[Begin EXTRACTED TEXT]
I had ditched the Alesis i|o 26 a while ago due to its really poor drivers. This pretty much convinced me that I don’t like firewire audio interfaces. I don’t see the point really when you have a desktop computer and latency is important. In my experience, PCI drivers are more solid. Perhaps on a Mac this is different, but even the heralded RME drivers used way too much CPU when I pushed them at all.

For a while I reverted to my EZbus/Audiophile setup. M-Audio may make absolute crap but they know how to write a driver, or at least a solid PCI card driver. And I didn’t have to worry about the quality of the card’s converters or clock since it was handing those duties off to the EZbus Mixer. But I quickly remembered why I ditched this setup in the first place. Sure, the output amplifiers on the EZbus are really nice, but the pre-amps have little-to-no headroom which makes them pretty useless for any sort of line-in. I’m guessing that the converters and clock are above average at best. And the loop-back latency is huge. Plus there are a few other limitations that I won’t bother to enumerate but make it a less than ideal recording rig, digital lofi or no.

So, after another round of reading specs and gearslutz.com threads, I bought a Lynx L22 card. I contacted the guys at Mercenary Audio, who are fortunately just up I95 about 20 minutes, and they had one in stock.

Let me take a minute to say a few kind words about Mercenary. Obviously, I’m lofi. And kind of thick. On top of which, I don’t have a lot of money to throw around. I’m not entirely their target customer. But they treated me with complete respect, answered all my stupid questions, and helped me understand my purchase. They also showed me around their studio and workshops, which was very inspiring. I can’t recommend them enough. I really look forward to being able to business with them again.

The Lynx was a painless install. More importantly, the difference in the sound was stunning. The same night that I installed it, the friend that I record with came over. I didn’t tell him about the upgrade and just pulled up a song we had been working on. “The bass sounds great,” he said a few bars in. “What did you do to it?”
[End EXTRACTED TEXT]
EXERCISES:
**A)** Translate this sentence from the post about audio interfaces into Spanish: "The Lynx was a painless install."
**B)** Reproduce the passage of the audio interface post word for word, beginning at the words "So, after another" and stopping after "with them again.".
[Begin DATA LINES]
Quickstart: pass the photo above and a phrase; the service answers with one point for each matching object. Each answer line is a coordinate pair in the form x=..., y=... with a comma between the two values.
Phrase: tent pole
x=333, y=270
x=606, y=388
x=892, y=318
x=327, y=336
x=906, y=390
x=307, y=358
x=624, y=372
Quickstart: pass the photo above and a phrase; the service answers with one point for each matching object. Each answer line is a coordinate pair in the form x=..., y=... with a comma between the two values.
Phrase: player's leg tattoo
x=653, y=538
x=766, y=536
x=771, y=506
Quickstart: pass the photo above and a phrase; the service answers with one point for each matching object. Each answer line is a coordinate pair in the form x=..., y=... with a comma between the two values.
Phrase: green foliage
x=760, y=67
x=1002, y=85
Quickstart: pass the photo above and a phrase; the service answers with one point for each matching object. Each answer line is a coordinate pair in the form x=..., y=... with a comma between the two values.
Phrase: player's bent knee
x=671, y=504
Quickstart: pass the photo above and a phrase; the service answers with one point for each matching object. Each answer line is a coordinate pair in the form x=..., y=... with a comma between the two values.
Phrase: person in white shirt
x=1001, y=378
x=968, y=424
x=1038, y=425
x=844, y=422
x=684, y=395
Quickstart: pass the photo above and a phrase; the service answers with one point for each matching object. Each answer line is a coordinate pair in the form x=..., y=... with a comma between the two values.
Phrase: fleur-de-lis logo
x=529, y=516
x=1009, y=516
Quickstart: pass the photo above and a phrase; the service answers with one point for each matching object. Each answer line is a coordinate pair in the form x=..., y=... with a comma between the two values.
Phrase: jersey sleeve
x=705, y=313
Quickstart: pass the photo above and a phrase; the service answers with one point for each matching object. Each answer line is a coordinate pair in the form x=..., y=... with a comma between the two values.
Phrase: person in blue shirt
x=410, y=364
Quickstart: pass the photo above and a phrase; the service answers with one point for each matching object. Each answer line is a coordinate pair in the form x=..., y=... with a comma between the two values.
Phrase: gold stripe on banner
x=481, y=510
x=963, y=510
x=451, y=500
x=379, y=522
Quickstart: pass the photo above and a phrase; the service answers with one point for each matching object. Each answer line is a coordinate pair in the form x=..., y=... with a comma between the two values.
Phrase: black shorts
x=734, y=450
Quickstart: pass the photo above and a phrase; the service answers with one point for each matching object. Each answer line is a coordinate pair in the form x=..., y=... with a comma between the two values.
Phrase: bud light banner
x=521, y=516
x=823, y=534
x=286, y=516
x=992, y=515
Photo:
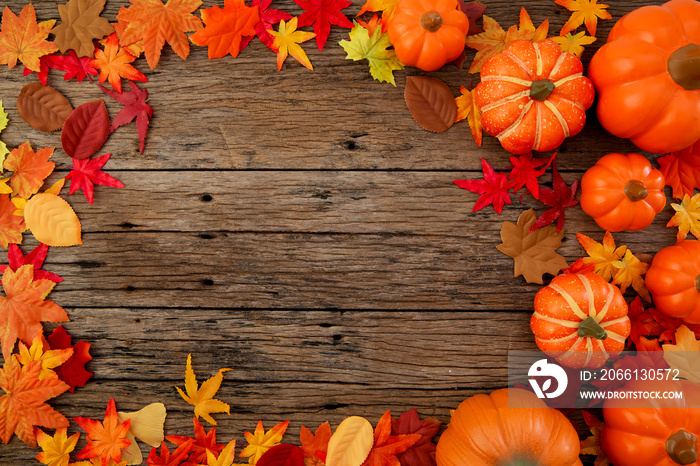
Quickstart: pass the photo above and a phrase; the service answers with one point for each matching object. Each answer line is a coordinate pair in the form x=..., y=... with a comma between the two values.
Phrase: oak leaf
x=533, y=251
x=21, y=38
x=202, y=398
x=156, y=23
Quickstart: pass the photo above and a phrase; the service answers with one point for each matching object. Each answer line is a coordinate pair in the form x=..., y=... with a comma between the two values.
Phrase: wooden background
x=300, y=228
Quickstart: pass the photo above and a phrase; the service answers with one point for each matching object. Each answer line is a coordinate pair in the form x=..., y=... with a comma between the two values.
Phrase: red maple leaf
x=88, y=172
x=135, y=106
x=37, y=257
x=559, y=198
x=73, y=370
x=493, y=188
x=321, y=14
x=421, y=453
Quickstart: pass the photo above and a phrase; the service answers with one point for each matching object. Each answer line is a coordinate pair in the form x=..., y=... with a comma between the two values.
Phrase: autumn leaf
x=687, y=217
x=321, y=14
x=156, y=23
x=80, y=24
x=584, y=11
x=21, y=38
x=224, y=28
x=260, y=441
x=105, y=439
x=56, y=449
x=467, y=108
x=533, y=251
x=202, y=398
x=374, y=49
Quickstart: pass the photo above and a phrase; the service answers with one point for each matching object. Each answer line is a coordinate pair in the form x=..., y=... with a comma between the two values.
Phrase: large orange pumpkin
x=648, y=77
x=510, y=426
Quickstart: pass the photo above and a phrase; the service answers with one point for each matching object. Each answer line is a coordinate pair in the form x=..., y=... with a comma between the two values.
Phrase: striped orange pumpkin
x=580, y=320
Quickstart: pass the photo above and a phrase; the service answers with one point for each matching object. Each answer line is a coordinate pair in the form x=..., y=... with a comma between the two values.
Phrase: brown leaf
x=431, y=103
x=534, y=253
x=43, y=107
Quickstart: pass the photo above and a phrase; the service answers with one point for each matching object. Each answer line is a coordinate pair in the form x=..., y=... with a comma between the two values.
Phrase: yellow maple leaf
x=602, y=256
x=687, y=217
x=583, y=11
x=55, y=450
x=203, y=398
x=260, y=441
x=574, y=43
x=287, y=40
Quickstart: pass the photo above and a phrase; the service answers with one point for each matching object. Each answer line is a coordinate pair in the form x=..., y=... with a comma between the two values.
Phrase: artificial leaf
x=534, y=252
x=30, y=169
x=687, y=217
x=156, y=23
x=260, y=441
x=21, y=38
x=23, y=401
x=431, y=103
x=135, y=106
x=86, y=173
x=85, y=130
x=23, y=308
x=225, y=27
x=202, y=398
x=56, y=449
x=602, y=256
x=467, y=108
x=322, y=14
x=681, y=170
x=421, y=453
x=558, y=199
x=52, y=220
x=375, y=49
x=287, y=40
x=574, y=43
x=583, y=11
x=684, y=355
x=114, y=64
x=43, y=107
x=351, y=442
x=73, y=370
x=104, y=439
x=80, y=24
x=493, y=188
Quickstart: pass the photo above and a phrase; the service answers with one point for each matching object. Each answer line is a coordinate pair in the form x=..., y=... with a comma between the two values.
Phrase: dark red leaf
x=85, y=130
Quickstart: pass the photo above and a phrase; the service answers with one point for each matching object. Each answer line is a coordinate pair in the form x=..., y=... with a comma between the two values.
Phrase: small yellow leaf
x=52, y=220
x=351, y=443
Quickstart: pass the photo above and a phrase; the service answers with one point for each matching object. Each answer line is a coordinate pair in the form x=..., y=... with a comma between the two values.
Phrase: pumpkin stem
x=431, y=20
x=682, y=447
x=591, y=328
x=541, y=89
x=684, y=67
x=635, y=190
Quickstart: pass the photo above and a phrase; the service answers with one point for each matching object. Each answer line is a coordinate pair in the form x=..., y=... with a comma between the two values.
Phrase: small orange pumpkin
x=428, y=33
x=623, y=192
x=509, y=426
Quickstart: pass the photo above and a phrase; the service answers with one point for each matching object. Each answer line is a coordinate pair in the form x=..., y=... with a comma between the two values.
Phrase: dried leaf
x=43, y=107
x=85, y=130
x=431, y=103
x=534, y=252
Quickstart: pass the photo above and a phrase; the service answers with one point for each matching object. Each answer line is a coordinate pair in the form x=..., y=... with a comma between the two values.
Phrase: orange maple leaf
x=225, y=27
x=24, y=307
x=156, y=23
x=30, y=169
x=113, y=64
x=105, y=439
x=23, y=404
x=23, y=39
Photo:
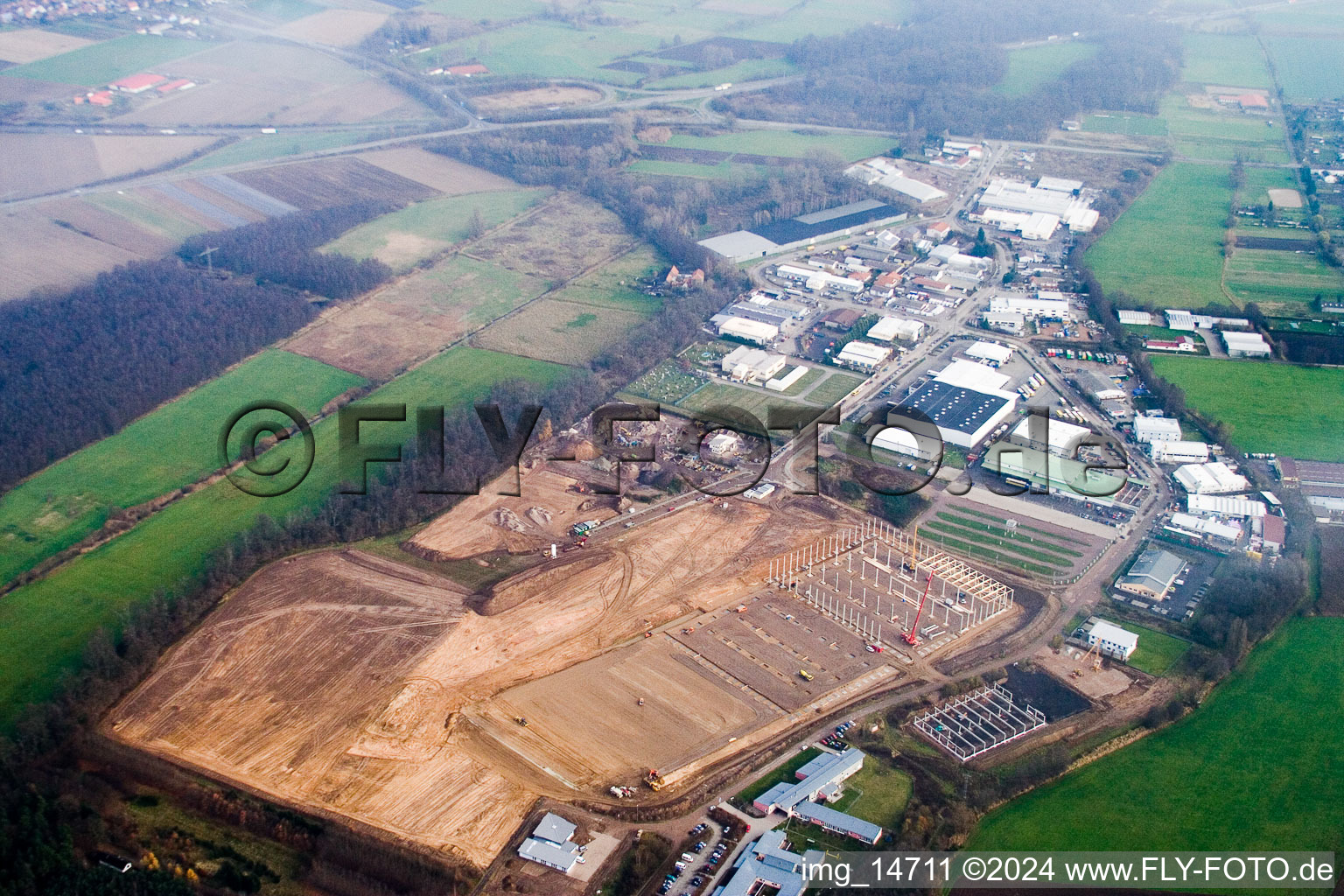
[End DATA LINES]
OUTPUTS:
**A)** La instalación de la Lynx fue indolora.

**B)**
So, after another round of reading specs and gearslutz.com threads, I bought a Lynx L22 card. I contacted the guys at Mercenary Audio, who are fortunately just up I95 about 20 minutes, and they had one in stock.

Let me take a minute to say a few kind words about Mercenary. Obviously, I’m lofi. And kind of thick. On top of which, I don’t have a lot of money to throw around. I’m not entirely their target customer. But they treated me with complete respect, answered all my stupid questions, and helped me understand my purchase. They also showed me around their studio and workshops, which was very inspiring. I can’t recommend them enough. I really look forward to being able to business with them again.